### The problem
Drop every image and restate the entries below word for word.

### Listed records

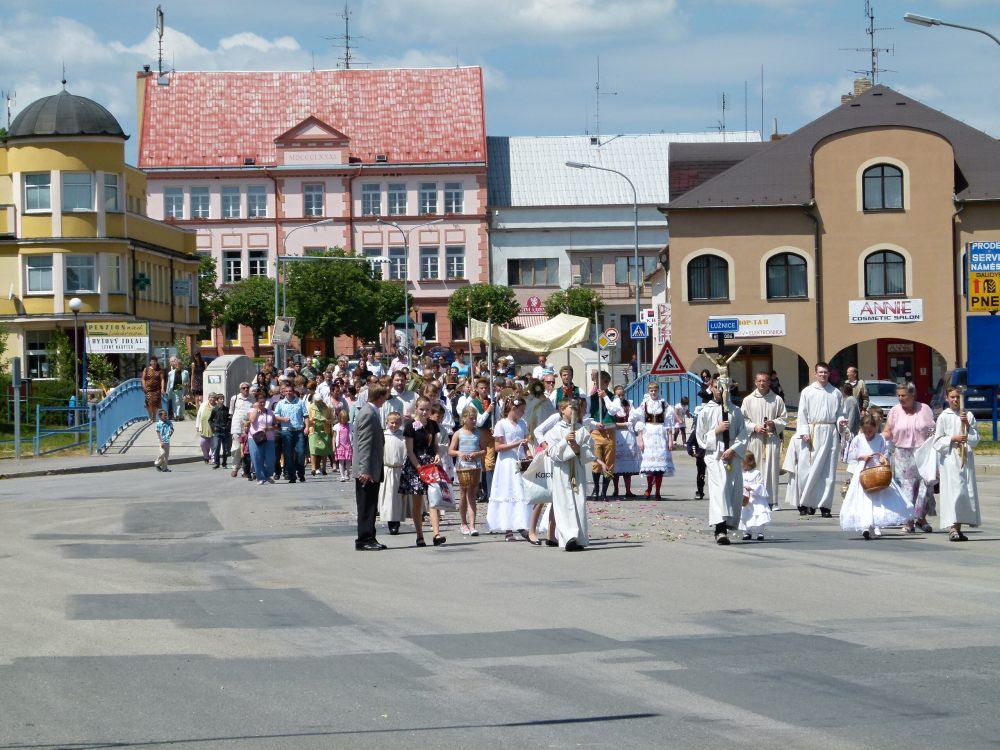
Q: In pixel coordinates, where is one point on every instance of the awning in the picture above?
(557, 333)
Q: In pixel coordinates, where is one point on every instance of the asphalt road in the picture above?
(192, 610)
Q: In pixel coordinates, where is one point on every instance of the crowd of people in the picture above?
(447, 437)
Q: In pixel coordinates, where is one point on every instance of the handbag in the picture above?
(537, 480)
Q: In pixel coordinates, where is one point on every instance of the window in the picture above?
(312, 199)
(786, 277)
(428, 262)
(231, 208)
(36, 343)
(885, 274)
(625, 268)
(173, 203)
(371, 200)
(396, 198)
(232, 266)
(80, 273)
(428, 197)
(78, 191)
(111, 192)
(113, 264)
(533, 272)
(199, 203)
(591, 271)
(430, 326)
(883, 188)
(257, 263)
(453, 198)
(39, 273)
(257, 201)
(37, 192)
(397, 263)
(454, 259)
(708, 278)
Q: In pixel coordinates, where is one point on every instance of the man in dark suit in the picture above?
(367, 463)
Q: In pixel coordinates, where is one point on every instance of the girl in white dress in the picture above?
(959, 494)
(507, 511)
(756, 512)
(390, 502)
(869, 512)
(654, 427)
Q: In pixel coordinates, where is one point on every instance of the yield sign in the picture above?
(667, 363)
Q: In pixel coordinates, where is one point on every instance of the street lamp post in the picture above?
(74, 305)
(928, 21)
(635, 221)
(406, 277)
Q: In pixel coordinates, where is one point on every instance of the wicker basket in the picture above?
(468, 477)
(877, 477)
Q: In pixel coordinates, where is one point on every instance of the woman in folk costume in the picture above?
(955, 437)
(571, 449)
(654, 428)
(390, 502)
(867, 511)
(507, 511)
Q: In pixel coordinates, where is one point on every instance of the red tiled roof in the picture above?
(209, 119)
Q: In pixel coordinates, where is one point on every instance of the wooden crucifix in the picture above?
(718, 356)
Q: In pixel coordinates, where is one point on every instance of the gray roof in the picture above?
(532, 171)
(780, 174)
(64, 114)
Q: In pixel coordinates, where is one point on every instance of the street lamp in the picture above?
(74, 305)
(406, 276)
(277, 272)
(635, 216)
(928, 21)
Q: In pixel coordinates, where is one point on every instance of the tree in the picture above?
(575, 301)
(505, 306)
(337, 298)
(210, 297)
(249, 302)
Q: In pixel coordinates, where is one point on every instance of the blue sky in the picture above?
(664, 63)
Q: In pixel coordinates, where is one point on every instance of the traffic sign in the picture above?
(667, 363)
(723, 325)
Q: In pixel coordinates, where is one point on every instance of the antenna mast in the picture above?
(159, 34)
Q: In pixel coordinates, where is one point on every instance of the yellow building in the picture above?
(73, 224)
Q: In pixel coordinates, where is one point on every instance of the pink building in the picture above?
(249, 159)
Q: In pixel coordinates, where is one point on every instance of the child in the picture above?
(343, 452)
(865, 511)
(164, 429)
(220, 422)
(245, 451)
(468, 452)
(390, 502)
(756, 506)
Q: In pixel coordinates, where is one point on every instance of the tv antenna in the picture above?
(348, 57)
(159, 34)
(873, 49)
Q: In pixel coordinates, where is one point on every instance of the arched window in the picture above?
(786, 277)
(885, 274)
(883, 187)
(708, 278)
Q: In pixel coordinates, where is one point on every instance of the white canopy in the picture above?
(556, 333)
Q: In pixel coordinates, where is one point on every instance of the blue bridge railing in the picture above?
(125, 405)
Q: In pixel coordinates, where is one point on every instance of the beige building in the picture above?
(843, 241)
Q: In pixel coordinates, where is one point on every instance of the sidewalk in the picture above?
(144, 448)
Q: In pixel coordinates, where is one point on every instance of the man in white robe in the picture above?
(766, 418)
(723, 465)
(821, 408)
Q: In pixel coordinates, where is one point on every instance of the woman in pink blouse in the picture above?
(908, 426)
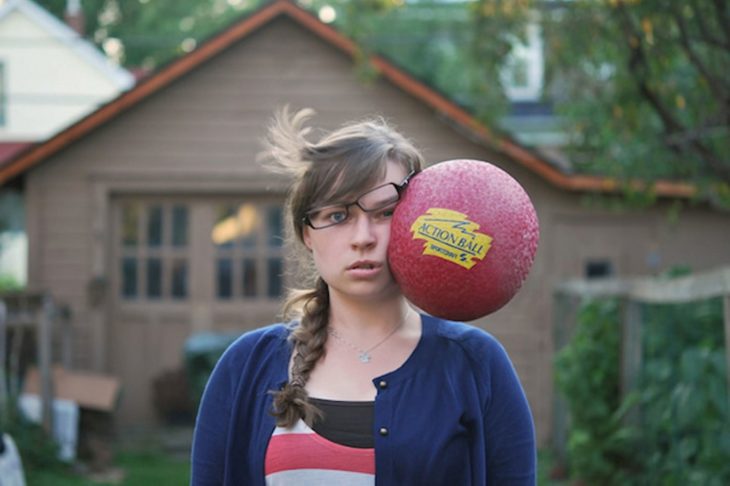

### Exercise output
Q: In pixel coordinates, where is one point on every instance of the awning in the picture above?
(557, 333)
Q: In pixel coordinates, where is one point on every instance of the asphalt road in the picture above?
(192, 610)
Q: In pixel coordinates, where is one point on every instance of the crowd of people in the picture above?
(447, 437)
Q: In pixel coordinates, where is one point on every instance of the handbag in the picture above?
(537, 480)
Q: In pixel coordinates, where is one point on every instance of the window in the picture above?
(312, 199)
(786, 277)
(428, 262)
(231, 208)
(36, 343)
(885, 274)
(625, 268)
(173, 203)
(371, 200)
(396, 198)
(232, 266)
(80, 273)
(428, 197)
(78, 191)
(111, 192)
(113, 264)
(533, 272)
(199, 203)
(591, 271)
(430, 326)
(883, 188)
(257, 263)
(453, 198)
(39, 273)
(257, 201)
(37, 192)
(397, 263)
(454, 259)
(708, 278)
Q: In pixel coordinates, where is one point on every instance of the man in dark suit in the picture above?
(367, 463)
Q: In pixel coordinates, where is one point on every instance of the girl in white dress in the picture above?
(959, 494)
(507, 511)
(756, 512)
(390, 502)
(869, 512)
(654, 427)
Q: In pixel coordinates, where is one point on every instance of the yield sign in the picture above?
(667, 363)
Q: In pixel coordinates, where is one point on every instance of the street lamp post in the picture above?
(74, 305)
(928, 21)
(635, 221)
(406, 277)
Q: In pixel coordinates, where is one point on every instance of the wicker basket in the picture above?
(468, 477)
(877, 477)
Q: In pixel coordinates, where is one point on every instance of the woman in folk costume in the picture above?
(955, 437)
(571, 449)
(654, 428)
(390, 502)
(867, 511)
(507, 511)
Q: In pixel coordinates, where is one point on every instance of the red tiled roof in the picture above?
(209, 119)
Q: In pixel coordinates, where is one point on every instance of the wooden crucifix in the picture above?
(718, 356)
Q: In pixel coordinates, where is one point on every instance of the gray roof in the picture above?
(532, 171)
(780, 174)
(64, 114)
Q: In pixel coordinates, where is one point on every instance of the street lamp in the picture above?
(74, 305)
(406, 276)
(277, 272)
(635, 216)
(928, 21)
Q: In pixel coordinates, where is one point on every instance of the tree in the picture above?
(575, 301)
(505, 306)
(337, 298)
(210, 297)
(249, 302)
Q: In pixel coordinates, where is one point on every instance of the blue sky in the picture above?
(664, 63)
Q: In pixel coordinates, where is one point on every instance of the traffic sign in the picture above?
(667, 363)
(723, 325)
Q: In pixel coordinates, where is one point on every instance of the antenna mast in the picture above?
(159, 34)
Q: In pixel coordinates, where is one point on every instance of the yellow building in the picture above?
(73, 224)
Q: In pixel coordinates, where is one point on every instance of the pink building in the picture above?
(249, 159)
Q: In pixel coordinates, where is one point on every instance of the child in the picture above?
(343, 452)
(865, 511)
(164, 429)
(220, 422)
(245, 451)
(468, 452)
(390, 502)
(756, 506)
Q: In pixel coordinates, where is one point on every instance of the tv antenna in the picture above?
(348, 57)
(159, 34)
(873, 49)
Q: In pixel coordinates, where is one point on every instance of the arched window in the picture above?
(786, 277)
(885, 274)
(883, 187)
(708, 278)
Q: In pixel coordinates, where is one point on every instance of the white canopy in the picture above?
(556, 333)
Q: In pixel coordinates, where is one point on every instance of the blue bridge railing in the picture above?
(125, 405)
Q: In pixel coordinates, where is one point on every instance of the beige building in the picture above?
(843, 241)
Q: In pixel coordinates, where is one point on every instance of the sidewalk in the picture above?
(144, 448)
Q: In pixel coordinates, where is one point on every instance of the man in white robe in the picture above?
(766, 418)
(723, 465)
(821, 408)
Q: In pixel coordinates, where is one point on every instance of the woman in pink blouse in the picture above?
(908, 426)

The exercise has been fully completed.